--- Pointing dataset records ---
>> BEGIN

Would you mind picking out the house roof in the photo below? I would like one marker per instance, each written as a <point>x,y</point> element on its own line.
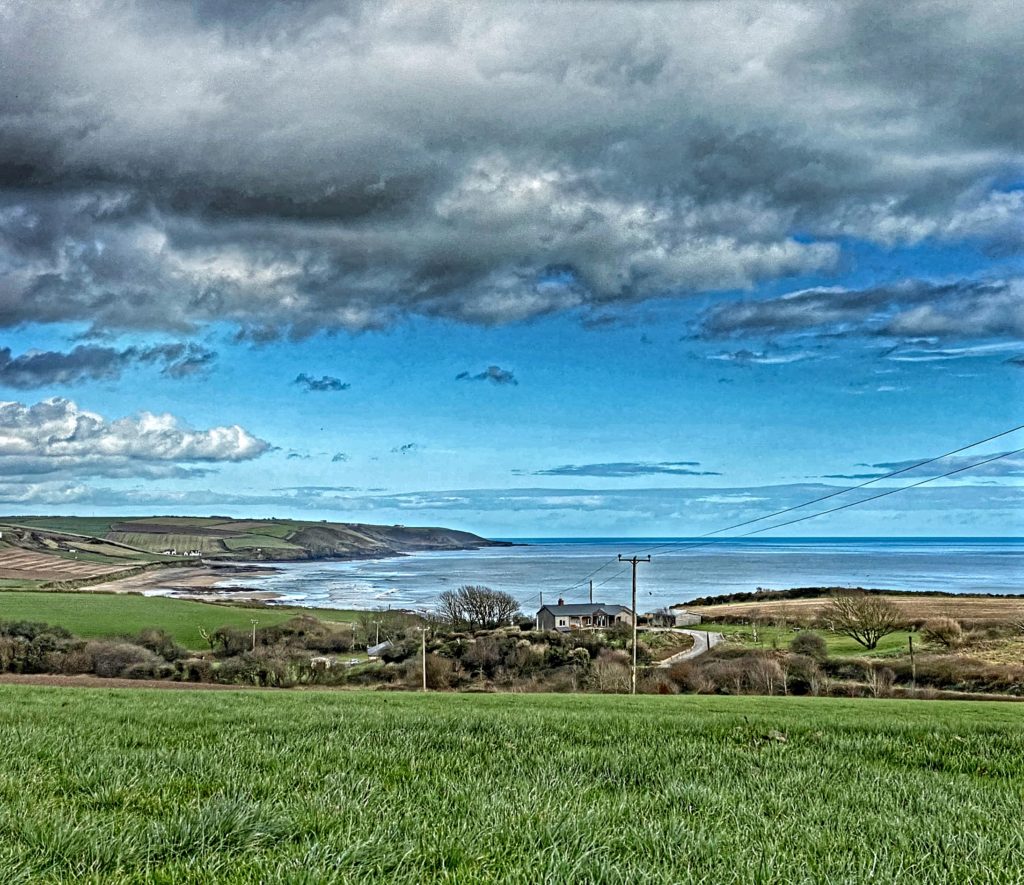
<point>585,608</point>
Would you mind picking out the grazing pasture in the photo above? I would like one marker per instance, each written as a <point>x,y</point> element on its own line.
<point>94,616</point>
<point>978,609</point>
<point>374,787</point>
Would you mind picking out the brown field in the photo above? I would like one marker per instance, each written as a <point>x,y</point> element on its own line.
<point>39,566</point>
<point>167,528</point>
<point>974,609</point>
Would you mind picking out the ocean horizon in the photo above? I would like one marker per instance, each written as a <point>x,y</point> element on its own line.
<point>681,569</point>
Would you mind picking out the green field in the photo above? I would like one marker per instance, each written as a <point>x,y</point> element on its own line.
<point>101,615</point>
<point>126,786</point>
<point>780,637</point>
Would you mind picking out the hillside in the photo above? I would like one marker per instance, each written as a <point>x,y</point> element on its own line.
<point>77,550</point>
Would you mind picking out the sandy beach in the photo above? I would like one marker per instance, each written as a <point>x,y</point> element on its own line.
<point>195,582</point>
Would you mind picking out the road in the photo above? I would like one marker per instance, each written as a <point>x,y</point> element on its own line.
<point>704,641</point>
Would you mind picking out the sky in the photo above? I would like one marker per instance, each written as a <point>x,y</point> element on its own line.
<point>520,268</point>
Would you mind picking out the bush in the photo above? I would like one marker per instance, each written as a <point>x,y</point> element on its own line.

>> END
>> BEGIN

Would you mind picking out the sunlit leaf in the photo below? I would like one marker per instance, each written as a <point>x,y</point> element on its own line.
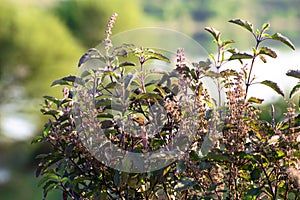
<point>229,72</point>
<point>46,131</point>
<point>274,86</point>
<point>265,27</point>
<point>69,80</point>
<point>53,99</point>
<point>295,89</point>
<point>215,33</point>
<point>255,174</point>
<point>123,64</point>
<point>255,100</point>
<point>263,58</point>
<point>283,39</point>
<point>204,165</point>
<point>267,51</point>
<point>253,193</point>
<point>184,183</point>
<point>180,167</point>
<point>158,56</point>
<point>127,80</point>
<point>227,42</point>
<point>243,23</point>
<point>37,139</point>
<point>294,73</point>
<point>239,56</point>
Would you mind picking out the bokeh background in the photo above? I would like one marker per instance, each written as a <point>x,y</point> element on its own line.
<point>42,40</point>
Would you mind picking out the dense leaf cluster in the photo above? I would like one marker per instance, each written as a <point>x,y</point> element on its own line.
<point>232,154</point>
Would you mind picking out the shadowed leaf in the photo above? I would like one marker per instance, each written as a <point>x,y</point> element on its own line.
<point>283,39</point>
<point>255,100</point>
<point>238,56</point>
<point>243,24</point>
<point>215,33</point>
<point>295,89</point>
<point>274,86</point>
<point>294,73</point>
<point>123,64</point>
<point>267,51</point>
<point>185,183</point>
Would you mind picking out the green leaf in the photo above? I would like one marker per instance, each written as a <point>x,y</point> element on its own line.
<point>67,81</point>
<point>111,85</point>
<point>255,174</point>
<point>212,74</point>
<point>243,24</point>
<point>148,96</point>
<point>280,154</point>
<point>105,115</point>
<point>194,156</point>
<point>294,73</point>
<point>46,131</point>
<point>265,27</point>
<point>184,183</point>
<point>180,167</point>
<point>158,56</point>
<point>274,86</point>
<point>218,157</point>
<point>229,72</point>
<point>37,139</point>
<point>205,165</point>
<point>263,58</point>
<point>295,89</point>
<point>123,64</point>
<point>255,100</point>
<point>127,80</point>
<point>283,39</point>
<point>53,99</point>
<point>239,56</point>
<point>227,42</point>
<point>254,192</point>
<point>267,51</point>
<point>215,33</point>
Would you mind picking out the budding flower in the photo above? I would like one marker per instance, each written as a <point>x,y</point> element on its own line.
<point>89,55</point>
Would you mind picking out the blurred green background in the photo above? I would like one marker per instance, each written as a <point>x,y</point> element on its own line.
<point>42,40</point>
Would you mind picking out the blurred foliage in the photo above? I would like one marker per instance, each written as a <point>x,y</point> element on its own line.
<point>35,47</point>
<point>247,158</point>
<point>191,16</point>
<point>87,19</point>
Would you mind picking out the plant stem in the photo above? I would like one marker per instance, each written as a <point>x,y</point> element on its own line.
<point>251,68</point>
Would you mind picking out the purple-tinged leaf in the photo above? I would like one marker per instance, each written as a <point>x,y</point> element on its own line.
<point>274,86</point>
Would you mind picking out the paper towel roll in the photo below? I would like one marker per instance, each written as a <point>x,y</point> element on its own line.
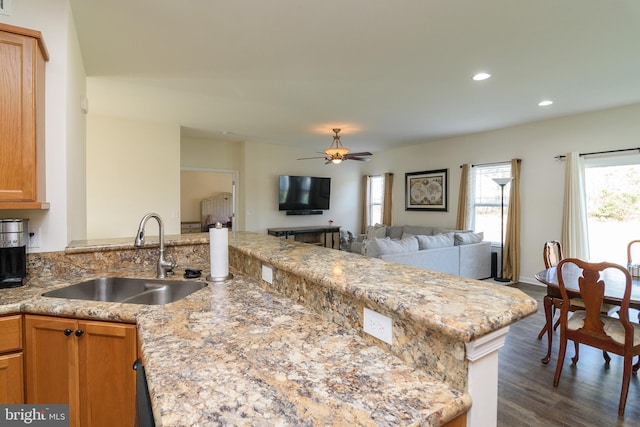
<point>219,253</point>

>> END

--- SET PROBLEM ---
Arrange as a JSON list of strings, one string per line with blank lines omitted, everything in the records above from the line containing "Would you mind picking out the green leaf" down to the line containing "<point>212,74</point>", including both of those lines.

--- TASK RESPONSE ---
[
  "Would you mind picking out the green leaf in the photo above? I would like one marker per instance, each written as a <point>x,y</point> element on its own line.",
  "<point>67,81</point>",
  "<point>111,85</point>",
  "<point>255,174</point>",
  "<point>212,74</point>"
]